GIVEN INSTRUCTION: Could you reproduce the listing below line for line, without altering a single character?

INPUT:
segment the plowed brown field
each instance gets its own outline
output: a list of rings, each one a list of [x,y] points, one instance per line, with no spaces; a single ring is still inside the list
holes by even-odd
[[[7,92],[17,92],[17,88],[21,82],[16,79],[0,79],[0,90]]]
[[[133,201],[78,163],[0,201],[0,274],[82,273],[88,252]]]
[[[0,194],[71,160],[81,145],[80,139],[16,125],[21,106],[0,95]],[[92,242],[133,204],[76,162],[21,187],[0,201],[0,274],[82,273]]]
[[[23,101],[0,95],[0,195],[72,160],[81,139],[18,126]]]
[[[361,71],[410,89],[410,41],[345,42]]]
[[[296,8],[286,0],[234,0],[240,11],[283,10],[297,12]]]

TASK ANSWER:
segment the plowed brown field
each instance gets its own outline
output: a list of rings, each one a list of [x,y] points, one instance per line, with no spaces; a single ring is still inside the list
holes by even-odd
[[[7,92],[17,92],[17,88],[21,82],[16,79],[0,79],[0,90]]]
[[[133,201],[78,163],[0,201],[0,274],[82,273],[88,252]]]
[[[0,194],[71,160],[81,145],[80,139],[16,125],[21,106],[0,95]],[[92,242],[133,204],[76,162],[21,187],[0,201],[0,274],[82,273]]]
[[[23,101],[0,95],[0,195],[72,160],[81,139],[18,126]]]
[[[361,71],[410,89],[410,41],[345,42]]]
[[[296,8],[286,0],[234,0],[240,11],[283,10],[297,12]]]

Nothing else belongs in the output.